### TEXT SECTION

Responsibilities
- Build and ship AI agents that serve real users: tool-calling LLM systems with structured output, parallel API orchestration, and streaming responses.
- Design evaluation harnesses and quality scoring — we use Langfuse, rubrics to measure safety, effectiveness, and personalization.
- Own the full loop: prototype a new agent capability, validate it with evals, deploy it to staging and production, monitor traces, and iterate.
- Improve reliability, latency, and cost through prompt caching strategies, token budgets, retry logic, and observability.
- Write the tools agents use: API integrations with Pydantic validation, exercise search over local databases, structured workout submission.
Requirements
- Strong Python skills: you've built and deployed services on large production systems.
- Experience with LangChain/LangGraph or similar agent frameworks.
- Hands-on experience with LLMs in production: prompt engineering, tool/function calling, structured output, evaluation.

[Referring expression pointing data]
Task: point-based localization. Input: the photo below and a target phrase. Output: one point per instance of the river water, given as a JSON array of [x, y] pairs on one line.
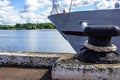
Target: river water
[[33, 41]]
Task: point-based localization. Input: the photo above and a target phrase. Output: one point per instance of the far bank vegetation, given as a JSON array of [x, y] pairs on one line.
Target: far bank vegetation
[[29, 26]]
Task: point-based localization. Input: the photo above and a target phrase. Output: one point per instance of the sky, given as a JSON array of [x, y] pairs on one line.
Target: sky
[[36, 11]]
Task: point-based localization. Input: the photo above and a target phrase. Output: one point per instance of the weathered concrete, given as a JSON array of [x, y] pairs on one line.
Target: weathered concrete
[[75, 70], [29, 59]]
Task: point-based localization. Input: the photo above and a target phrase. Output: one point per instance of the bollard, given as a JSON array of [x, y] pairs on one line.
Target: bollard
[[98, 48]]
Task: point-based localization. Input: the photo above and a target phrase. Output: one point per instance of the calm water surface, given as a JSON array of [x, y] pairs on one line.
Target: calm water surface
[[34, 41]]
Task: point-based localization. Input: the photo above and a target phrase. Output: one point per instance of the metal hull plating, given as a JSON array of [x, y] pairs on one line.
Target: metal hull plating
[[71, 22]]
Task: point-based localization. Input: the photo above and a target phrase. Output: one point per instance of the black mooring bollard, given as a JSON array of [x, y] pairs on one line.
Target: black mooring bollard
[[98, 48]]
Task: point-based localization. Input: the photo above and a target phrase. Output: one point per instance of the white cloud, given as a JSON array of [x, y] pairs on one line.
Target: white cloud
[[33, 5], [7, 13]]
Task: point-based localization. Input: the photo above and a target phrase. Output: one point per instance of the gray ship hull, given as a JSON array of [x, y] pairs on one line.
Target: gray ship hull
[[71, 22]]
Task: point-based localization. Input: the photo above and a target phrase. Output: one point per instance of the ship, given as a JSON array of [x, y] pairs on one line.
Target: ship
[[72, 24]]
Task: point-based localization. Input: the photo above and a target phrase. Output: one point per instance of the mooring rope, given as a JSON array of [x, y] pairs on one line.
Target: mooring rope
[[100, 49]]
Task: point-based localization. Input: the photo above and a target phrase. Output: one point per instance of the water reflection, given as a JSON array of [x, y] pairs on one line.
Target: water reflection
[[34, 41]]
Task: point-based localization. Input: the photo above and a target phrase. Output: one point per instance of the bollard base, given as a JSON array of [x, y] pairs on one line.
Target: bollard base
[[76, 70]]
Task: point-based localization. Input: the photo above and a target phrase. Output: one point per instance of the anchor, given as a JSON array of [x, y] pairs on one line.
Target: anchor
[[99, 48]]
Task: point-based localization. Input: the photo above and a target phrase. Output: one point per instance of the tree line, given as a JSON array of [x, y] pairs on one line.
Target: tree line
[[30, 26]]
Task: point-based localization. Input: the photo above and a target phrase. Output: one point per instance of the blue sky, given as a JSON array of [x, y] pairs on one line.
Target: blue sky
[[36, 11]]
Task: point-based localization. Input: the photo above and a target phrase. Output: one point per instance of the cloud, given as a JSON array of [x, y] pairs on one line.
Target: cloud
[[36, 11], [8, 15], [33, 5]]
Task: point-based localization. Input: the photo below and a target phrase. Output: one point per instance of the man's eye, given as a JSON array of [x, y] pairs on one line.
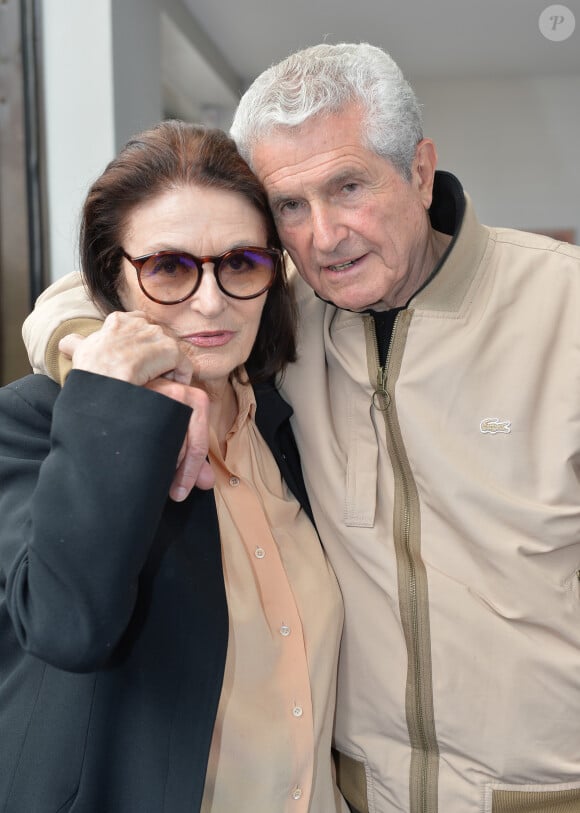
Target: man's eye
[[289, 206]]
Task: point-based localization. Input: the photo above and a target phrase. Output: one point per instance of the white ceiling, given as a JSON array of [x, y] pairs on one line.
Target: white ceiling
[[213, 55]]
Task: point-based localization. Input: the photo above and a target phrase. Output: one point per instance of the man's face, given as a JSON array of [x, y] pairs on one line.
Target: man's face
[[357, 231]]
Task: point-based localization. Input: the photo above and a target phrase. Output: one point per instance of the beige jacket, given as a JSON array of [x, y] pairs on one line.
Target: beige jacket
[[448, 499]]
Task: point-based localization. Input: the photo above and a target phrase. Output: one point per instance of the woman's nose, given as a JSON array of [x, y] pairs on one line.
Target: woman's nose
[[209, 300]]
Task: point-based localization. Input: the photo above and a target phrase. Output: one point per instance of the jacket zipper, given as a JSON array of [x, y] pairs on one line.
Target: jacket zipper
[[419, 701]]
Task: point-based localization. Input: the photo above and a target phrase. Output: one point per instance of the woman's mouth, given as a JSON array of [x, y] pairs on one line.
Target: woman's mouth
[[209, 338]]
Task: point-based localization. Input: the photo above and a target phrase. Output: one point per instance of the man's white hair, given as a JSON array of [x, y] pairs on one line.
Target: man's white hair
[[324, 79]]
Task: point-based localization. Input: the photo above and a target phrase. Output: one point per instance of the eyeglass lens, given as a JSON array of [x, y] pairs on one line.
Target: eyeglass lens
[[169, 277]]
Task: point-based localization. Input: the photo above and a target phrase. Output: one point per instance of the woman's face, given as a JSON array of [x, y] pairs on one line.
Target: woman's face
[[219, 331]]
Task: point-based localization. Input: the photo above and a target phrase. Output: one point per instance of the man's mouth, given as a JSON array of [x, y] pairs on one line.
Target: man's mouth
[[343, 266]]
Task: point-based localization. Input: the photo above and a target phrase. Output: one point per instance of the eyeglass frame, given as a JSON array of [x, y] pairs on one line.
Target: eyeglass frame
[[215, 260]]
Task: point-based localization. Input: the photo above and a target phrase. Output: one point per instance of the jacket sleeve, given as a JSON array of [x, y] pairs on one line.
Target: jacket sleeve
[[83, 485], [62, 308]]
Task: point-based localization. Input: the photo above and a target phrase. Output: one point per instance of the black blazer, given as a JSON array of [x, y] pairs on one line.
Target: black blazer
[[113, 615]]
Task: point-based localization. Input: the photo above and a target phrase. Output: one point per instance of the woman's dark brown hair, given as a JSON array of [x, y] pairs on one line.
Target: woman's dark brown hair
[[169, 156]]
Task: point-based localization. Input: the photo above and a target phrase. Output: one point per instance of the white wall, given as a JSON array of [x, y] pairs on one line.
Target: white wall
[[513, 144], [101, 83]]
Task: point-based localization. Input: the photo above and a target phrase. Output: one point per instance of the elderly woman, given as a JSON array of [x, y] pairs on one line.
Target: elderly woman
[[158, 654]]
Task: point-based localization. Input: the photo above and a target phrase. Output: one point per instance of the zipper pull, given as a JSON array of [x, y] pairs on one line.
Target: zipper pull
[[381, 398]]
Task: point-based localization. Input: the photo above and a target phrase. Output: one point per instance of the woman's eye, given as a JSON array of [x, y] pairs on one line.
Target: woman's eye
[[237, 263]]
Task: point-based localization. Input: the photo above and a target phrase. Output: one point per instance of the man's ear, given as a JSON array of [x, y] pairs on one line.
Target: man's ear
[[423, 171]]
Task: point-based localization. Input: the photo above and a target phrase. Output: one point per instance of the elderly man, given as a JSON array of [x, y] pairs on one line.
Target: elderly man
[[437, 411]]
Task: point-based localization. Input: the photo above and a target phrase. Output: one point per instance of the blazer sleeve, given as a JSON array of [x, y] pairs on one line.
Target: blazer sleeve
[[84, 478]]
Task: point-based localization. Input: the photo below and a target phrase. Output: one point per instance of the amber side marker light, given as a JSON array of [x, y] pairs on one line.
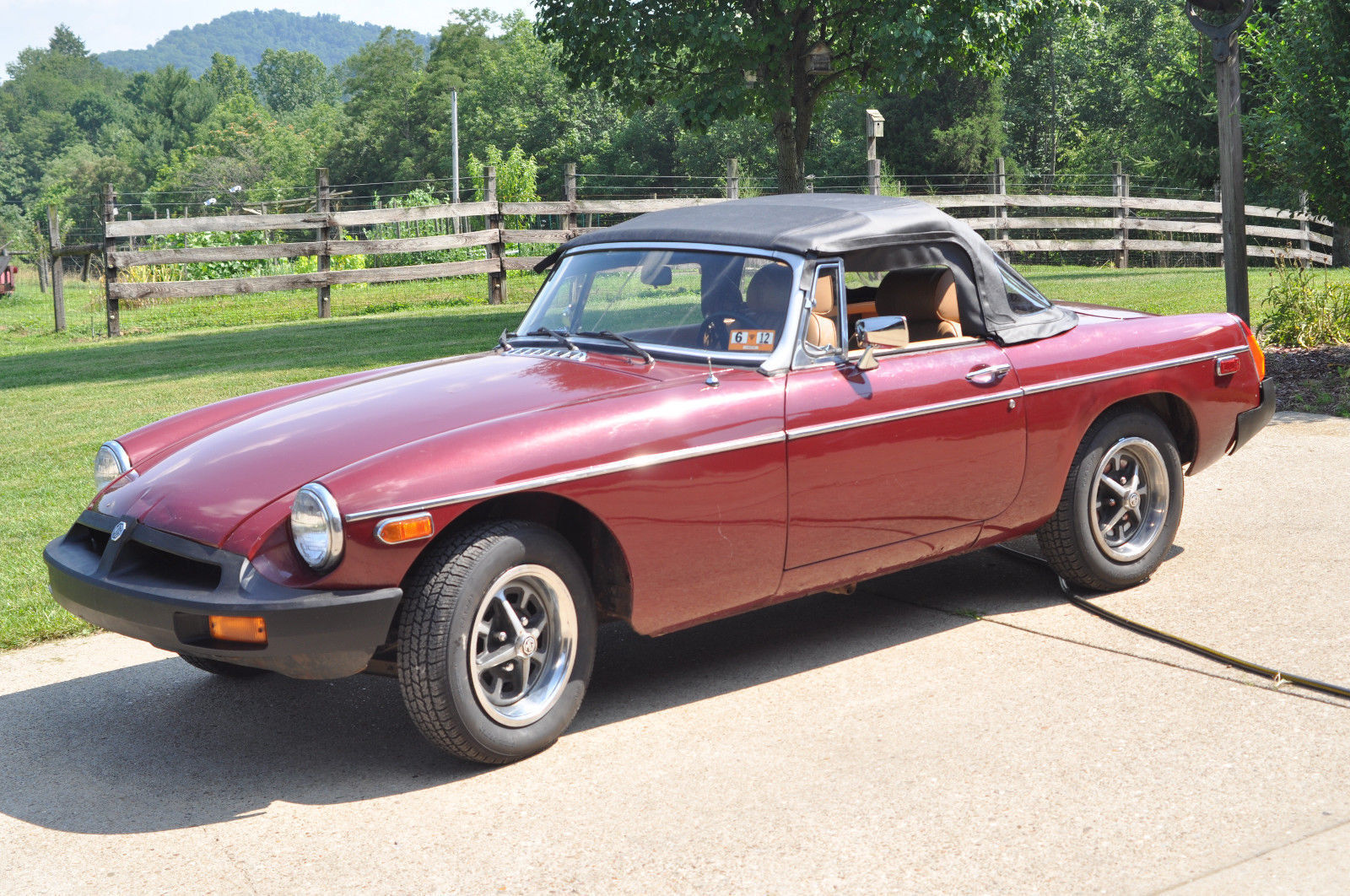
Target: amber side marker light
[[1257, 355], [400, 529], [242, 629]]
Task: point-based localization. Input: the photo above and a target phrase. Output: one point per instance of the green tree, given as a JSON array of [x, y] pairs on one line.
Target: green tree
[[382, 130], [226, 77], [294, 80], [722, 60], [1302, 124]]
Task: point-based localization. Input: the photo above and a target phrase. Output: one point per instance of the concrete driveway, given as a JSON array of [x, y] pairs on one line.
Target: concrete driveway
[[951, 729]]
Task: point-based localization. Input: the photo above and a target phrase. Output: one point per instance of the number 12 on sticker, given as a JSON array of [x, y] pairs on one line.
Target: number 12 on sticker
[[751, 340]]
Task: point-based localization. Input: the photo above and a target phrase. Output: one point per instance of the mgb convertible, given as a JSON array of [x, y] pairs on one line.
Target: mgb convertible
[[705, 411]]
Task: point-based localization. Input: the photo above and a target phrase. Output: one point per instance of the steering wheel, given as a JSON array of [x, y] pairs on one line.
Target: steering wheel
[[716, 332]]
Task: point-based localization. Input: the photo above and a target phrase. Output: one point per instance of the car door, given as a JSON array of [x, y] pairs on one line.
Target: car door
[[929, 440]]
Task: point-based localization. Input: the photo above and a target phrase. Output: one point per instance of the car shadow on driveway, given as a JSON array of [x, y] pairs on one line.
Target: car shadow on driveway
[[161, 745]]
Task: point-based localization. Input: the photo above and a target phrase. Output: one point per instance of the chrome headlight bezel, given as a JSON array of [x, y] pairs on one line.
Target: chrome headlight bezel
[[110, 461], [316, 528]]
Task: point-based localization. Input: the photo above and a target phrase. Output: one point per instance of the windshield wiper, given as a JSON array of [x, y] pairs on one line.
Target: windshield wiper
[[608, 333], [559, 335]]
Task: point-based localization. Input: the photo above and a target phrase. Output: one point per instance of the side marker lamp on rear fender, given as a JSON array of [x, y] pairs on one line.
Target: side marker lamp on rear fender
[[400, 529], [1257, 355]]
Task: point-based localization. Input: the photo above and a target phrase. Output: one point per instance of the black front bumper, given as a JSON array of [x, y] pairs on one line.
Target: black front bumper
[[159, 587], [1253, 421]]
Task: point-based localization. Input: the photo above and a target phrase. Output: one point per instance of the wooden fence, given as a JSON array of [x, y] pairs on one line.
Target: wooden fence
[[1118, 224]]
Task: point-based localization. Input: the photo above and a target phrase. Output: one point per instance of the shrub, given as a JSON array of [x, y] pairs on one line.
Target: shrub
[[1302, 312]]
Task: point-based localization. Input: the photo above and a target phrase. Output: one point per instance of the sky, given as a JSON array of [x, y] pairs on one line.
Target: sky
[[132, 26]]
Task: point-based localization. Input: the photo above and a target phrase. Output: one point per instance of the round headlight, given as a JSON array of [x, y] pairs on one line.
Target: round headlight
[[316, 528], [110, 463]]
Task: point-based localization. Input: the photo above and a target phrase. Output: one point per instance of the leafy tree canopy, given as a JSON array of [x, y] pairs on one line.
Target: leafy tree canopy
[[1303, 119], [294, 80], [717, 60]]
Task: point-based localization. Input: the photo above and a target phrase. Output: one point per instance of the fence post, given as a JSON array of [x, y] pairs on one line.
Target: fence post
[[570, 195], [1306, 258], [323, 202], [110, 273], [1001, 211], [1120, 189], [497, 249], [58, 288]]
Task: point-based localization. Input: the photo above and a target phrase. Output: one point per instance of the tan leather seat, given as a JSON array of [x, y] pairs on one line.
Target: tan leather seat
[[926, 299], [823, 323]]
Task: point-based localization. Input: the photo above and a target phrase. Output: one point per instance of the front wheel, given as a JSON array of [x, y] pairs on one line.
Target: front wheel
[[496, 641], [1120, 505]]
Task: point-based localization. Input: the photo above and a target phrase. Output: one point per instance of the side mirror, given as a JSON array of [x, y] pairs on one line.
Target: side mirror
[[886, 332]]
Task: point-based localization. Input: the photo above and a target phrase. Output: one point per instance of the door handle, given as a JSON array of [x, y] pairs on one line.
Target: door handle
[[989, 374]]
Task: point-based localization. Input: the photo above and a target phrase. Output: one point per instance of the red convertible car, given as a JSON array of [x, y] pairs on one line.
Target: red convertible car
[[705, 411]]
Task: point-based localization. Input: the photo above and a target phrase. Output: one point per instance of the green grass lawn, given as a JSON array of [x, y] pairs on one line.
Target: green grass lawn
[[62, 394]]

### WHAT IS EXPECTED
List the steps of the "full loop" that the job description above says this role owns.

### ANSWER FOR THE TASK
- Prototype a new agent capability
- Validate it with evals
- Deploy it to staging and production
- Monitor traces
- Iterate